Position annotation listing:
--- START ---
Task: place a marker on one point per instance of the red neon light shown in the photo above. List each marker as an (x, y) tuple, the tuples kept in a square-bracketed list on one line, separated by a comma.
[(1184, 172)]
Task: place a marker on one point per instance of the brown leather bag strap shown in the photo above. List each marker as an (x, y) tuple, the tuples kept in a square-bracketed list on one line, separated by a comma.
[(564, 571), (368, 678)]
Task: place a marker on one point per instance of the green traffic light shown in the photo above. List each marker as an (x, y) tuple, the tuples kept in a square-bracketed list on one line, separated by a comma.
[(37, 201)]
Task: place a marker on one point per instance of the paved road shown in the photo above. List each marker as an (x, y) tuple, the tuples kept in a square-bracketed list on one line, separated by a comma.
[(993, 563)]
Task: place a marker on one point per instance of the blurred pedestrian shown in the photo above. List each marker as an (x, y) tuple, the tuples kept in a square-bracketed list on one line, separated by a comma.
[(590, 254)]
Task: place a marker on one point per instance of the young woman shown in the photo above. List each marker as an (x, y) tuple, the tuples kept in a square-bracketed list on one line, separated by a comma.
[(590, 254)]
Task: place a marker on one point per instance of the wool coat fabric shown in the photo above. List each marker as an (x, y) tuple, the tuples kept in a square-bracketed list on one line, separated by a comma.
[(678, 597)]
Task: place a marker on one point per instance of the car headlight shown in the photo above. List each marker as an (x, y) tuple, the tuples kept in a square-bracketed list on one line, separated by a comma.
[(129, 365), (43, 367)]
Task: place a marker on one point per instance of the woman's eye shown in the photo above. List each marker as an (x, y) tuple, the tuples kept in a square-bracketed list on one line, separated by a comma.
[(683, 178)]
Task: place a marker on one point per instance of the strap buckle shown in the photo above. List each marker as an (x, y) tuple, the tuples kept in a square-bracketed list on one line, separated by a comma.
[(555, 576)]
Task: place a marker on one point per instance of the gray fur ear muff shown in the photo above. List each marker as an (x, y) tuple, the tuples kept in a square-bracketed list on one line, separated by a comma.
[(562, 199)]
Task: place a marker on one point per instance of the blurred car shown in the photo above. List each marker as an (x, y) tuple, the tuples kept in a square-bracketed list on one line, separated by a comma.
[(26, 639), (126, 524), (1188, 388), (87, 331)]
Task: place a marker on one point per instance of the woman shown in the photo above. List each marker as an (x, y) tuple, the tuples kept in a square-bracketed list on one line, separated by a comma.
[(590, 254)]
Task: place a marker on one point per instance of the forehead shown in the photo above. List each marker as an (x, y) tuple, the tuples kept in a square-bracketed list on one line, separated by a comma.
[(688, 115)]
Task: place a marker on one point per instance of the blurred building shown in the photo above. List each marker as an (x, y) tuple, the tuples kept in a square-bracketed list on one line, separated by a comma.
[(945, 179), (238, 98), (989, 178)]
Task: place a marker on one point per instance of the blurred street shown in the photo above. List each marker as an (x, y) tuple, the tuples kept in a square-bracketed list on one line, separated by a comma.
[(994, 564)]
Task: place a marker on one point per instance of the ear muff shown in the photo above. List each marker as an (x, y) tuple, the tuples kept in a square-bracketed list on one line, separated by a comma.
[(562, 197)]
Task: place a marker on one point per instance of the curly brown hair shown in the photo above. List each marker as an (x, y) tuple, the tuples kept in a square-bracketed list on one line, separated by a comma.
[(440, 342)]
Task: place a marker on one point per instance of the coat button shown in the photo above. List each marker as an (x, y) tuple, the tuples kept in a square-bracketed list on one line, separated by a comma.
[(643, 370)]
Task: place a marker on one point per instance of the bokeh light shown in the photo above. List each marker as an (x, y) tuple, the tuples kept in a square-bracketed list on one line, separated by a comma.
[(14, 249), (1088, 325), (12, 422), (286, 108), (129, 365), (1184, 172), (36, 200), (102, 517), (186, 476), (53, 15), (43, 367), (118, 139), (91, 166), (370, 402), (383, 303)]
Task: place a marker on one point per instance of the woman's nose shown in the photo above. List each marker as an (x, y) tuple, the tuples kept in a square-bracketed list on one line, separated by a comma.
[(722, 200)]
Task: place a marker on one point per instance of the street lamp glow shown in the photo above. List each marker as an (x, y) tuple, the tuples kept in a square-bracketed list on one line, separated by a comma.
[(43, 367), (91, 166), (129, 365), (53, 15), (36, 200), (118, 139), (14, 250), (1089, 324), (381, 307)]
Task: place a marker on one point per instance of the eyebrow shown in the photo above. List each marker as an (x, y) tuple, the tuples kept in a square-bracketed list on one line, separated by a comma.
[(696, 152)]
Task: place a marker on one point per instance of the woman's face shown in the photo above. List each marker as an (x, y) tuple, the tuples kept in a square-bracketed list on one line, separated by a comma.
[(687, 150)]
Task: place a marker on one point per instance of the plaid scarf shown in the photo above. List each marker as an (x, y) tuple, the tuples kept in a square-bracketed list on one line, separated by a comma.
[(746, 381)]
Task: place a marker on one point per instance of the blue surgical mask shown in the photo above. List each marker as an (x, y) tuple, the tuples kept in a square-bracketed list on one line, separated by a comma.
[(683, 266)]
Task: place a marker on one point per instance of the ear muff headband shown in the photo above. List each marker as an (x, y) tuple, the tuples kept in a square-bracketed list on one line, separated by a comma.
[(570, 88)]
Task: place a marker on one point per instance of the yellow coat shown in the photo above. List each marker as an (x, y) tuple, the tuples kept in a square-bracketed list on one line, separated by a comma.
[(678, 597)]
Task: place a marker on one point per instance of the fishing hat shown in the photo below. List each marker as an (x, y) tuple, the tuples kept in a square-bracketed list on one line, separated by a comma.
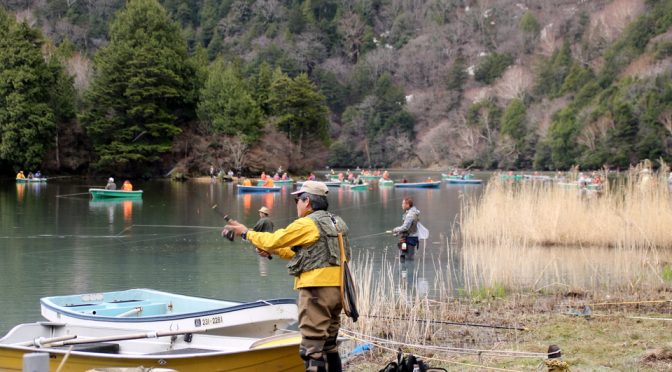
[(313, 187), (265, 211)]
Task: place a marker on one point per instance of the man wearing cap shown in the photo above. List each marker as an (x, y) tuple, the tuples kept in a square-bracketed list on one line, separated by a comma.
[(110, 184), (311, 245), (264, 224)]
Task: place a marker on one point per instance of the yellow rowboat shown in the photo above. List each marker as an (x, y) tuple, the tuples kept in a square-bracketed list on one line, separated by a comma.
[(95, 347)]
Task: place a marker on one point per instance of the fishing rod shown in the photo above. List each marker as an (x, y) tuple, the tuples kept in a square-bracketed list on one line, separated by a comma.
[(447, 322), (229, 234)]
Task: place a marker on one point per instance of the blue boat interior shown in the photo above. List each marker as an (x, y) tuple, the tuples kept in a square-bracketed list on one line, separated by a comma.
[(135, 303)]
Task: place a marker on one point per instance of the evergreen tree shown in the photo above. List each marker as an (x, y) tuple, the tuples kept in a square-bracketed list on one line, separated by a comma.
[(299, 109), (27, 121), (227, 107), (142, 89)]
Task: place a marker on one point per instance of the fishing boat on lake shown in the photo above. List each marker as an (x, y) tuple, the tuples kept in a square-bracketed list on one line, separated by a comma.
[(355, 187), (115, 194), (327, 183), (180, 350), (385, 183), (456, 176), (423, 185), (31, 180), (163, 311), (276, 182), (472, 181), (259, 188)]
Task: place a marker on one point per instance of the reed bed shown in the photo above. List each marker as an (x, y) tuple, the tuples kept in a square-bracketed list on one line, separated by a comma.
[(632, 211)]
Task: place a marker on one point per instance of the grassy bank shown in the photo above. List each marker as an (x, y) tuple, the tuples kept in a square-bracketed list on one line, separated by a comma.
[(533, 256), (632, 211)]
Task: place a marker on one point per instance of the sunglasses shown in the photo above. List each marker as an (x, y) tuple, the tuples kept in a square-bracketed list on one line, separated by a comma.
[(302, 198)]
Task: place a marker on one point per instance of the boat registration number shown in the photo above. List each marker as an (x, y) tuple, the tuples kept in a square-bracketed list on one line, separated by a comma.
[(207, 321)]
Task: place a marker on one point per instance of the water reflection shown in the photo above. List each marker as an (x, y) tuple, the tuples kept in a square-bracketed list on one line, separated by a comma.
[(110, 207), (20, 192)]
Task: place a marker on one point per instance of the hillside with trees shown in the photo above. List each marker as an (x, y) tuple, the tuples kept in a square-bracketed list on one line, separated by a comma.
[(143, 87)]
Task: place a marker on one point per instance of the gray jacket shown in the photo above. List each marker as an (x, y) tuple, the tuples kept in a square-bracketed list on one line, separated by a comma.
[(410, 225)]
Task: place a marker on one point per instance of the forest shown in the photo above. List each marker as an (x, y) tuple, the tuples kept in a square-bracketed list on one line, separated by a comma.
[(145, 87)]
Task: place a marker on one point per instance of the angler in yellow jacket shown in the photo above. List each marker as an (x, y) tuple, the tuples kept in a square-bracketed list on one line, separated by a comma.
[(311, 245)]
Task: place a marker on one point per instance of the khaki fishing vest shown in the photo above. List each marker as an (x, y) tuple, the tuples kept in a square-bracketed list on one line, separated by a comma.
[(325, 251)]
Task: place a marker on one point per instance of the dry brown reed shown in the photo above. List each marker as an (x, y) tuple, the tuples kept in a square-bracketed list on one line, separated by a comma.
[(632, 211), (545, 237)]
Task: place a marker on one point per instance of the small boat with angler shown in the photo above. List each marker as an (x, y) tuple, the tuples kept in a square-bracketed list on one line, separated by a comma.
[(259, 188), (31, 180), (328, 183), (355, 187), (456, 176), (115, 194), (163, 311), (178, 350), (276, 182), (423, 185), (472, 181), (384, 182)]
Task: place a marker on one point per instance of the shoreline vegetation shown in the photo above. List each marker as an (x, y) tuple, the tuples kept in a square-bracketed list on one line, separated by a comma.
[(587, 271)]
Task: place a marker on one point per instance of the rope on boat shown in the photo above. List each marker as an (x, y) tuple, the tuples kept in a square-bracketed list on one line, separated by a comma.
[(501, 353), (381, 345), (75, 194)]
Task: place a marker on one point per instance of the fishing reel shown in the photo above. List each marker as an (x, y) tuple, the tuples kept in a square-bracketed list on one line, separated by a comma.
[(229, 234)]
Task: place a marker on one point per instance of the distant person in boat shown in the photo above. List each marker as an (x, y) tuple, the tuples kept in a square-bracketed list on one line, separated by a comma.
[(408, 231), (264, 224), (127, 186), (110, 184), (311, 245)]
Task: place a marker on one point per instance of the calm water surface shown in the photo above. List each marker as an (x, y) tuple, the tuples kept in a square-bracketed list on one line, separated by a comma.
[(54, 240)]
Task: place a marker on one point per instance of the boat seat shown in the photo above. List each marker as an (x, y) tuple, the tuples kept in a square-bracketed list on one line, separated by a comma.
[(189, 350), (151, 308), (95, 347)]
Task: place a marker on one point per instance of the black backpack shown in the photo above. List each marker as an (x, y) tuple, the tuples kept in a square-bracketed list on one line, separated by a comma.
[(406, 363)]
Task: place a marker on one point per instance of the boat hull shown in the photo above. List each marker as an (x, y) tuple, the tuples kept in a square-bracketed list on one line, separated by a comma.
[(422, 185), (465, 182), (200, 353), (362, 187), (31, 180), (258, 189), (115, 194), (162, 311), (277, 182)]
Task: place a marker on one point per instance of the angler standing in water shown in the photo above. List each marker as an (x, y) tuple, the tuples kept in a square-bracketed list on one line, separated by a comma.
[(408, 231), (311, 243)]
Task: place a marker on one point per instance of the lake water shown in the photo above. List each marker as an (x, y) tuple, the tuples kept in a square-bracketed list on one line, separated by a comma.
[(54, 240)]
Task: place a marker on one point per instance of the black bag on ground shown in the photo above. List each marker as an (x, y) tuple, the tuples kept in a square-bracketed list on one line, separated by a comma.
[(407, 363)]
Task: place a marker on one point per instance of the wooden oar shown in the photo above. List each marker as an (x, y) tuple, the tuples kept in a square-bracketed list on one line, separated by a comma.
[(43, 341), (132, 336)]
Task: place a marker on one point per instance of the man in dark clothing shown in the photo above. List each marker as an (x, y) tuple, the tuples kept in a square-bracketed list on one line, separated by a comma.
[(264, 224)]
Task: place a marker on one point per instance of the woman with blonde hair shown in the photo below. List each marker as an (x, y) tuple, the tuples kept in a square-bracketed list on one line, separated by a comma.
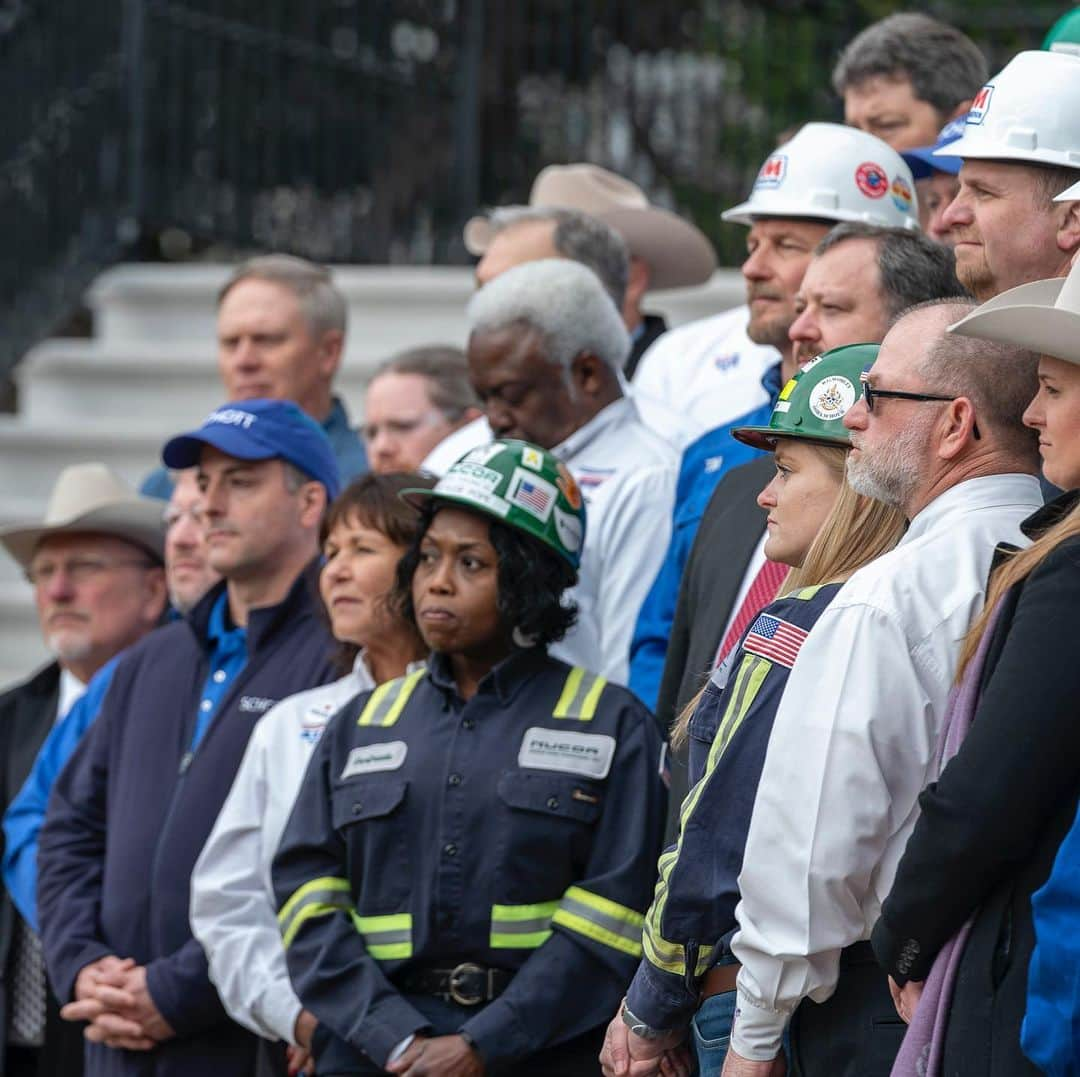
[(825, 532), (959, 916)]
--- END ---
◆ **GOAL OF THE EXERCISE**: Rewrite the stretch of the listing from the line containing "the gray fur" through the line containing "[(688, 115)]" as a numbered list, omitting any blank lines.

◆ **TASK OUTPUT**:
1. Task: place a marker on one point per instance of the gray fur ear muff shown in the photo above. List each marker as an (x, y) tuple, the tuples kept in a square-bracketed list on one line, separated by a comma.
2. [(562, 199)]
3. Task: place a marker on one point per instance of the blurred car shown in the photo above. List each marker as an (x, y) tuple, the tuples kept in a square-bracketed list on one line, separated by a comma.
4. [(26, 639), (126, 524), (1188, 388), (87, 331)]
5. Task: place a marker on one point per instance of the woman shown in the photo above. List each marker as an (x, y) tuple, the tuples kept in a square-bracketed list on one line, separated by a comma.
6. [(590, 254)]
7. Task: place a marker on one point per instance of the forehead shown in the photo above. List each marker as an (x, y) tuple, the tuples kept in a square-bracketed list on one line, separated by a comma.
8. [(688, 115)]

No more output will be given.